╔══

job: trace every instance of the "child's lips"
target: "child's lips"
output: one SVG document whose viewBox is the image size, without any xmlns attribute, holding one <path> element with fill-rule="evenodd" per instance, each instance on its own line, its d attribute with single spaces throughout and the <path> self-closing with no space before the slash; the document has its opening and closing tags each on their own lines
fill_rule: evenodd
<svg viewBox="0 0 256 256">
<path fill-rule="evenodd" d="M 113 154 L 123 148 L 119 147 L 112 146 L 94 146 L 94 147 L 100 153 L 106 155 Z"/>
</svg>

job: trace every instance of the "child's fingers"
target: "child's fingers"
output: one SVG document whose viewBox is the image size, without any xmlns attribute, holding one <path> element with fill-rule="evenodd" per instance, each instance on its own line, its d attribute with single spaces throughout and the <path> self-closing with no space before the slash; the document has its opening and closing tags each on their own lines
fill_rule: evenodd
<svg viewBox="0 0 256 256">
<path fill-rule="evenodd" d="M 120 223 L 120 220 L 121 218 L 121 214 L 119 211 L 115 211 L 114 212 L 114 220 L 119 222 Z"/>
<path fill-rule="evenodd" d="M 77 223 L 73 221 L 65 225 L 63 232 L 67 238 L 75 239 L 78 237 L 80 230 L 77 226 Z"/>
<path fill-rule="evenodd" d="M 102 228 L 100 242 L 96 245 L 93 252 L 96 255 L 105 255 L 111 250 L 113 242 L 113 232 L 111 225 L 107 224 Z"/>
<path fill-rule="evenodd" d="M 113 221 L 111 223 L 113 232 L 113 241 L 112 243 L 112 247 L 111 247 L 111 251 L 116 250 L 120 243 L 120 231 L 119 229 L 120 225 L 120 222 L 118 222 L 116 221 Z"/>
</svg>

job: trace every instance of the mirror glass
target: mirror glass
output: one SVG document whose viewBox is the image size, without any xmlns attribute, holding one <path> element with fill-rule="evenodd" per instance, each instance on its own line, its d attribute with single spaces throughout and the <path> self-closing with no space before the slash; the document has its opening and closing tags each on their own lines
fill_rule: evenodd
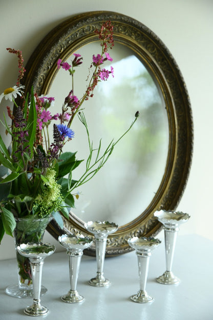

╚══

Problem description >>
Copy all of the lines above word for word, leaving out the pictures.

Reply >>
job: trace every instance of the "child's lips"
target: "child's lips"
output: one SVG document whose viewBox is the image size, without any xmlns attribute, holding one <path> element with fill-rule="evenodd" per instance, each instance on its own line, its d attribute with single spaces throughout and the <path> self-closing with no space before the slash; the document has its opening and closing tags each on their own lines
fill_rule: evenodd
<svg viewBox="0 0 256 256">
<path fill-rule="evenodd" d="M 113 154 L 123 148 L 119 147 L 112 146 L 94 146 L 94 147 L 100 153 L 106 155 Z"/>
</svg>

job: trace every instance of the "child's fingers"
target: "child's fingers"
output: one SVG document whose viewBox is the image size, without any xmlns attribute, holding one <path> element with fill-rule="evenodd" per instance, each instance on its own line, its d attribute with single spaces throughout and the <path> self-closing with no space before the slash; the document has its opening and closing tags each on their own lines
fill_rule: evenodd
<svg viewBox="0 0 256 256">
<path fill-rule="evenodd" d="M 120 223 L 120 220 L 121 218 L 121 214 L 119 211 L 115 211 L 114 212 L 114 220 L 119 222 Z"/>
<path fill-rule="evenodd" d="M 77 223 L 73 221 L 65 225 L 63 232 L 67 238 L 75 239 L 78 237 L 80 230 L 77 226 Z"/>
<path fill-rule="evenodd" d="M 102 228 L 100 242 L 96 245 L 93 252 L 96 255 L 105 255 L 111 250 L 113 242 L 113 232 L 111 225 L 107 224 Z"/>
<path fill-rule="evenodd" d="M 113 221 L 111 223 L 113 232 L 113 241 L 112 243 L 112 247 L 111 247 L 111 251 L 116 250 L 120 243 L 120 231 L 119 229 L 120 225 L 120 222 L 118 222 L 116 221 Z"/>
</svg>

job: trace every instance of the mirror glass
target: mirror glass
output: one SVG document whose viewBox is the image size, without any xmlns attribute, holding one <path> element with fill-rule="evenodd" per instance, each instance on its own line, its d attribute with single spaces throughout and the <path> self-closing with no space before the slash; the document has its opening and closing tags each on their own lines
fill_rule: evenodd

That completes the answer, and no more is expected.